**Aim of the exercise**
Update the lines of the listing from the line with "the pebble, a" to the line with "[[63, 242]]" by replacing "pebble" with "stone", keeping all other text the same. Give back only those lines.

------------------------------------------------------------

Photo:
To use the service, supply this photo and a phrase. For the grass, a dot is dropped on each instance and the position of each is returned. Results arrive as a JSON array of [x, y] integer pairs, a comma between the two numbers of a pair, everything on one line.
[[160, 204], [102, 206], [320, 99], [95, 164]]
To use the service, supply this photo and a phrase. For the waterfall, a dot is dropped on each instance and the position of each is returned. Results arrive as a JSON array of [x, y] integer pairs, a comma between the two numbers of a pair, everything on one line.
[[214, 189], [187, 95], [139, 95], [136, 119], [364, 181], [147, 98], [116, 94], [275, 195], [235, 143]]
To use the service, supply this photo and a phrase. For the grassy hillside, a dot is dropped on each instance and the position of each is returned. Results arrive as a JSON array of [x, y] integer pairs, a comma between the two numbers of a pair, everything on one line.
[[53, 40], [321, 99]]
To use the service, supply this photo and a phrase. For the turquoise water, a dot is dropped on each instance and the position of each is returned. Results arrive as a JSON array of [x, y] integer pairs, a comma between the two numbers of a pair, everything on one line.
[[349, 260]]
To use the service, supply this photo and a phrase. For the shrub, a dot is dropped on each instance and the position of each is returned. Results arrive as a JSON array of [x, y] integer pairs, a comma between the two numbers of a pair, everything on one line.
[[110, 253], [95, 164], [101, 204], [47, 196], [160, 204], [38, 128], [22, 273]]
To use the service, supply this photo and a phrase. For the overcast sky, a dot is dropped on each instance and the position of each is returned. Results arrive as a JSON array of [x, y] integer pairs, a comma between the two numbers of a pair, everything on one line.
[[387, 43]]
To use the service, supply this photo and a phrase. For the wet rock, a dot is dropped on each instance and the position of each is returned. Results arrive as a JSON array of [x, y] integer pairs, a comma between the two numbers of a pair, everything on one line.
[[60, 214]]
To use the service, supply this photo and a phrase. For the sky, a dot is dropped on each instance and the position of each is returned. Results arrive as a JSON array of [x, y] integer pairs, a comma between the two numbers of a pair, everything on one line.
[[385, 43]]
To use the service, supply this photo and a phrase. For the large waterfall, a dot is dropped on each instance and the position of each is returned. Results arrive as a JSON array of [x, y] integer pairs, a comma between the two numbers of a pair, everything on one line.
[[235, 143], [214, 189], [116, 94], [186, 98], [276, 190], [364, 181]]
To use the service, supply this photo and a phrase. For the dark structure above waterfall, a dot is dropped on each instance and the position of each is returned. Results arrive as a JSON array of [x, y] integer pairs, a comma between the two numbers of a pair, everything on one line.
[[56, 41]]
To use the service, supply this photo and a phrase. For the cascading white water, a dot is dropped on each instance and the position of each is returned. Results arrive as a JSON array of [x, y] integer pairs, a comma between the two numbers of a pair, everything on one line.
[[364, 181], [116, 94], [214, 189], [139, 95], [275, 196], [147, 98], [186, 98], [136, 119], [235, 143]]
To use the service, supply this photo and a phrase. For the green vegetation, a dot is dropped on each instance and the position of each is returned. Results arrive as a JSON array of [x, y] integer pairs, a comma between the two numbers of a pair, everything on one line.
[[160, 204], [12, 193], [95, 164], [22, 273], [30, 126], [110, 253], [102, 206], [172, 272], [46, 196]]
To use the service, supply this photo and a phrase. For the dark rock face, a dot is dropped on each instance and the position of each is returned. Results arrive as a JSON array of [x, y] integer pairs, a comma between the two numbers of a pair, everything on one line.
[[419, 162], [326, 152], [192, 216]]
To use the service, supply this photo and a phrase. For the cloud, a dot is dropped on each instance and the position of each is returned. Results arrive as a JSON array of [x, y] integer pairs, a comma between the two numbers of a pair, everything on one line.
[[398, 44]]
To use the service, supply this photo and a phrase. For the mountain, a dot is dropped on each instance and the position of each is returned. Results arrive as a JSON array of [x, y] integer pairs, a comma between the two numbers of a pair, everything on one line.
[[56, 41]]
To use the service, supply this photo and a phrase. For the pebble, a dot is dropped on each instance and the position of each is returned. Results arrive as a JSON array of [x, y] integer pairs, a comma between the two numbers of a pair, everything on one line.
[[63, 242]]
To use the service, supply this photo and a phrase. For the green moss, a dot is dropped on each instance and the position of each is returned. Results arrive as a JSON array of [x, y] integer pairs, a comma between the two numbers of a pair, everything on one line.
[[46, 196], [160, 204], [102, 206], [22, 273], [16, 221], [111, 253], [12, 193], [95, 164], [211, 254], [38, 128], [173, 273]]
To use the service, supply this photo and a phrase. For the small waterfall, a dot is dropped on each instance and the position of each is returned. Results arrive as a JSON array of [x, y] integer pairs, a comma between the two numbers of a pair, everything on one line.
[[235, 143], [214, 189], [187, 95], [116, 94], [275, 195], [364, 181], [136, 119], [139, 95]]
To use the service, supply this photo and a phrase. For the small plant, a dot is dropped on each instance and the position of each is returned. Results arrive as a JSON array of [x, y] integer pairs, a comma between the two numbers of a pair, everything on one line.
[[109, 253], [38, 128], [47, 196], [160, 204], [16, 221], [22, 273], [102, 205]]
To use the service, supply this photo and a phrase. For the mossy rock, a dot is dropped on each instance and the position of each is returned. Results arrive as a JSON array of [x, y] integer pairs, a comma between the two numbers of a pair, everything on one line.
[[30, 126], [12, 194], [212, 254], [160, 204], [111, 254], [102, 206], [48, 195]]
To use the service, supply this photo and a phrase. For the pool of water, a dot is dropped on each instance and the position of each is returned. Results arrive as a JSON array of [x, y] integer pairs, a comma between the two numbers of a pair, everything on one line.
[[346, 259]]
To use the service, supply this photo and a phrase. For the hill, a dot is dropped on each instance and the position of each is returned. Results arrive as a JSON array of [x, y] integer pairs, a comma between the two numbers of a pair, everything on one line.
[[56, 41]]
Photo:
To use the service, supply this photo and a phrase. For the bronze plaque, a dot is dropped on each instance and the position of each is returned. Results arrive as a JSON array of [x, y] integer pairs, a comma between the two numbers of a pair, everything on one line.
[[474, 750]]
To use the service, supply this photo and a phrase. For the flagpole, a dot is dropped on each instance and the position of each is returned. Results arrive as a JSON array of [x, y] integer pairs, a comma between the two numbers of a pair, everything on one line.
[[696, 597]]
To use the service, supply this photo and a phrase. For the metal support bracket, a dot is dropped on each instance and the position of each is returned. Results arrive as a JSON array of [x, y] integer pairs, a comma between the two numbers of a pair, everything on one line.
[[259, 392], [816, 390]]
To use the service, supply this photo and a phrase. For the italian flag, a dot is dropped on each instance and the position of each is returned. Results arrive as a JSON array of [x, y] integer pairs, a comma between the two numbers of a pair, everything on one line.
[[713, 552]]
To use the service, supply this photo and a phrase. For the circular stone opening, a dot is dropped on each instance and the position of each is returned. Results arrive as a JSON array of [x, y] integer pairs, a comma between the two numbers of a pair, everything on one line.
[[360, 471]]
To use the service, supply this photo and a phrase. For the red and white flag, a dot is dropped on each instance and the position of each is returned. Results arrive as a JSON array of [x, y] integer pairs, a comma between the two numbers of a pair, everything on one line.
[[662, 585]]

------------------------------------------------------------

**Response to this task**
To use the service, supply this photo and a phrase. For the stone, a dot is dropped on each instance and the position of each is returned. Results arrive as a JSON array of [x, y] integer pairs, a comma between the two numbers of a pair, everything on one line.
[[63, 242]]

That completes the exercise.